**PASSAGE TO READ**
╔══

Ellies Top Recipes


Imagine this - you're out in the middle of nowhere, the sky is fulled of stars and the fire is cranking. There's nothing that quite matches the experience of enjoying a delicious, hearty meal in this setting. However, the thought of cooking can sometimes feel like a daunting task, especially after a long day of adventure.

I am happy to share my top 5 favourite camping meals that are satisfying to the last bite. These recipes are perfect for a night around the fire, creating not just a meal, but an experience. These are great meals to prepare at home before the trip or show off your outback cooking skills. With these meals, cooking while camping will no longer feel like a chore, but a highlight of your camping trip.

Meal 01: Camp Nachos w/ Pineapple Salsa

Craving a satisfying and easy meal around the campfire? Look no further than these Nachos with Pineapple Salsa. This recipe combines the classic comfort of nachos with a refreshing tropical twist, making it the perfect crowd-pleaser for your next outdoor adventure. Nachos are an easy and tasty meal to have for just one or to share with the whole crew.

The pineapple salsa is a very simple one with no cooking involved, however if you have the time I suggest grilling the pineapple first on a hot frying pan till it gets abit chard to give it a sweeter, smoker flavor.

The great thing with Nachos is you can make them basic or as fancy as you want. This receipt we’ve kept pretty basic to give you a great starting point, so let us know what you do to give them that extra flare.

╚══

**DATA RECORDS**
╔══

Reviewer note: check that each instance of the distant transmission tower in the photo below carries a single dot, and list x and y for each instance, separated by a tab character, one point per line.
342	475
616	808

╚══
╔══

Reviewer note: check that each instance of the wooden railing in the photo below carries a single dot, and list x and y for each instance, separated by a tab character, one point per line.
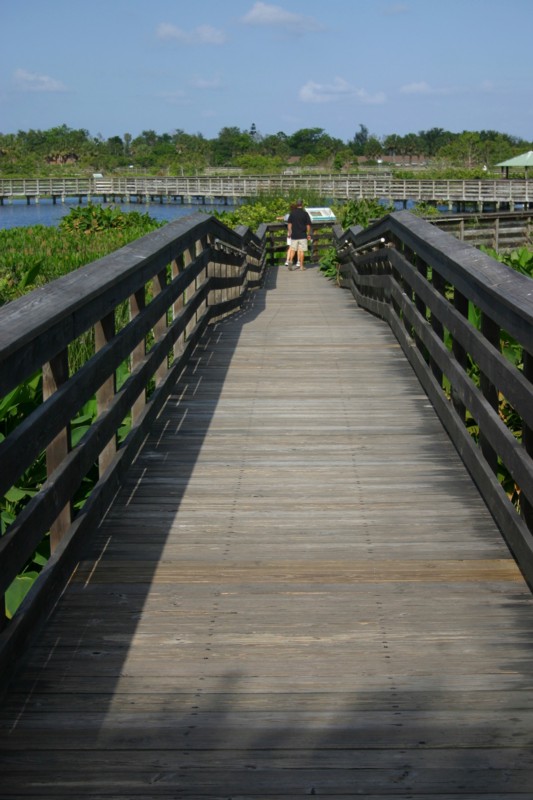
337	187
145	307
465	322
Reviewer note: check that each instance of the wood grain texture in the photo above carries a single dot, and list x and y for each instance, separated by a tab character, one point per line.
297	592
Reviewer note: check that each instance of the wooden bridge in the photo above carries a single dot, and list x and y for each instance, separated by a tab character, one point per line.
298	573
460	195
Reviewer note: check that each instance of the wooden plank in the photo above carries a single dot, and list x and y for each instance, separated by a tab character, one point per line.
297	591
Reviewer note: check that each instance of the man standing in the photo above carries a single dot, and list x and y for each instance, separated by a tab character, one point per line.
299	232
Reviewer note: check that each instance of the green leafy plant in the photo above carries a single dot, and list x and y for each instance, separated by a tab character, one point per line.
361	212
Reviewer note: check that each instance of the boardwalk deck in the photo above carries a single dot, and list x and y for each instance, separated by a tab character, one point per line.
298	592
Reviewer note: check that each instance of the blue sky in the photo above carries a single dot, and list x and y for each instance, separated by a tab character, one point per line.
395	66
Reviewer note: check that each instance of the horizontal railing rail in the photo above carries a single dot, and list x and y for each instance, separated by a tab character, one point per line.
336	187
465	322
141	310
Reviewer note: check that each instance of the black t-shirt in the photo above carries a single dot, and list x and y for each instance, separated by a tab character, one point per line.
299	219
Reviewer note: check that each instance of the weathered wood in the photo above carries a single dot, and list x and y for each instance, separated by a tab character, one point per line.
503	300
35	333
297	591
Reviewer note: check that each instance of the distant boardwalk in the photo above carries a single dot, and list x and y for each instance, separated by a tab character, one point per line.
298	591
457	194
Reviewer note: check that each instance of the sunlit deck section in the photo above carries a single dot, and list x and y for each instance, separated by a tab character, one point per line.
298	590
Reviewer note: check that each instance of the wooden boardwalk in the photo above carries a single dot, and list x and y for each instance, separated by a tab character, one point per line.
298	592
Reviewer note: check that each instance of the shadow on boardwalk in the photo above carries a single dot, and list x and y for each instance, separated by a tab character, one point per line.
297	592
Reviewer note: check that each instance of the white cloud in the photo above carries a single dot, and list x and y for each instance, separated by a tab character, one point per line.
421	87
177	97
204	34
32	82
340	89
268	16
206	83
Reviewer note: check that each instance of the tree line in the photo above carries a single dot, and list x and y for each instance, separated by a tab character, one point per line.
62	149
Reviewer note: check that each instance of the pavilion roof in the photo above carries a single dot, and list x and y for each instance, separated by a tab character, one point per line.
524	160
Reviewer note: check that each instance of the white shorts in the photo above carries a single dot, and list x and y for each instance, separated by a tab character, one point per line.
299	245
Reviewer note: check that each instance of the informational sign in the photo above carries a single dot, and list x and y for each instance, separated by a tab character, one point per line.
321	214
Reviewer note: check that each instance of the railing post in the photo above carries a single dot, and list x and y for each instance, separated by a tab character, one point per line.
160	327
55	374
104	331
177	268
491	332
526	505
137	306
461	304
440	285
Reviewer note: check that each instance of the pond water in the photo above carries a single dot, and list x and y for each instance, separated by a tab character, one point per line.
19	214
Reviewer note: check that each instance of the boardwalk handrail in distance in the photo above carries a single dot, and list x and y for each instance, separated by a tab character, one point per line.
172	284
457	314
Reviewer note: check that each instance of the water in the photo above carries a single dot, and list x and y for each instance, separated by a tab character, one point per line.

╚══
╔══

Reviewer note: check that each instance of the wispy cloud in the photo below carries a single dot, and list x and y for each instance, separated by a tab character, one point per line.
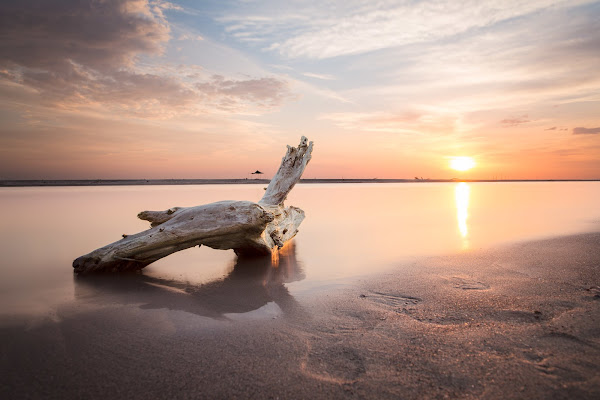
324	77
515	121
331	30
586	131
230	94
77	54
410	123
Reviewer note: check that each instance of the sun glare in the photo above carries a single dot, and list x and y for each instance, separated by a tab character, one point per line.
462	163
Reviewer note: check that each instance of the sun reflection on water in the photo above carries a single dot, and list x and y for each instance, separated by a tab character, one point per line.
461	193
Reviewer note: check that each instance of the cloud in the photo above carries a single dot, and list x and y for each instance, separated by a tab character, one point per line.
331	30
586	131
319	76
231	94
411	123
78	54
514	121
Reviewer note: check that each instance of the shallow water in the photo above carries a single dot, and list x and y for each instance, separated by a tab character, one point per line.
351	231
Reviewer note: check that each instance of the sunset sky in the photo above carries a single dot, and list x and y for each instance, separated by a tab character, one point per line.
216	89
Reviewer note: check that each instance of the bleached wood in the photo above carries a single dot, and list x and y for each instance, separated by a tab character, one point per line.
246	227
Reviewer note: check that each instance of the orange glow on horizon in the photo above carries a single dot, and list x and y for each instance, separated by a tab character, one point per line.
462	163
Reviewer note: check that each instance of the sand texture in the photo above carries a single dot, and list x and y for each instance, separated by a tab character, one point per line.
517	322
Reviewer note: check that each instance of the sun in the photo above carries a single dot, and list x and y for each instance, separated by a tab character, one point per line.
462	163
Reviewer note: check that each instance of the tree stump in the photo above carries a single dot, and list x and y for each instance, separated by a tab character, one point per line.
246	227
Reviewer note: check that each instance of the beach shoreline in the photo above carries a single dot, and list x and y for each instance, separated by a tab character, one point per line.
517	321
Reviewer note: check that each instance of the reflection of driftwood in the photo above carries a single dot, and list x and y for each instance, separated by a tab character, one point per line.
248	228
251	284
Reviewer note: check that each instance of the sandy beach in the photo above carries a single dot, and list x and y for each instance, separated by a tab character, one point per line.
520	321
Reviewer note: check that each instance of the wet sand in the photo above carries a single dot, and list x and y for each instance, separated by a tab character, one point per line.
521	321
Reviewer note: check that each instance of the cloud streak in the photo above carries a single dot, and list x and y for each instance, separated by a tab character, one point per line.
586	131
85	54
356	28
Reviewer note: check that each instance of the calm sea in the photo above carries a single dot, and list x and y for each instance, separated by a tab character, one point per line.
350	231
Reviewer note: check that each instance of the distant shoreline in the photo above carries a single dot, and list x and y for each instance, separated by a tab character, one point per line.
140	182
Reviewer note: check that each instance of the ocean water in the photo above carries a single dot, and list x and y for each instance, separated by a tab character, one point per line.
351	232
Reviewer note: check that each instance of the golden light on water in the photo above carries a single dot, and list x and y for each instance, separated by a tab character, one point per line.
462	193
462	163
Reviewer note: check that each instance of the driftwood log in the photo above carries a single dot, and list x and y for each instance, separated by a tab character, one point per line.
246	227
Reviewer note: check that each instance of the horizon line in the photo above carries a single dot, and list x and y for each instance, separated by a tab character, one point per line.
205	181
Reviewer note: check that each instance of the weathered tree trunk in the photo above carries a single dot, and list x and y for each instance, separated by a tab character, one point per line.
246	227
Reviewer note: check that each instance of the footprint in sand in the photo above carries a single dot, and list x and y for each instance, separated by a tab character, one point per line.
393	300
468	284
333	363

╚══

**PROMPT**
Please name the first meal listed on the camping recipes page.

**TASK RESULT**
Camp Nachos w/ Pineapple Salsa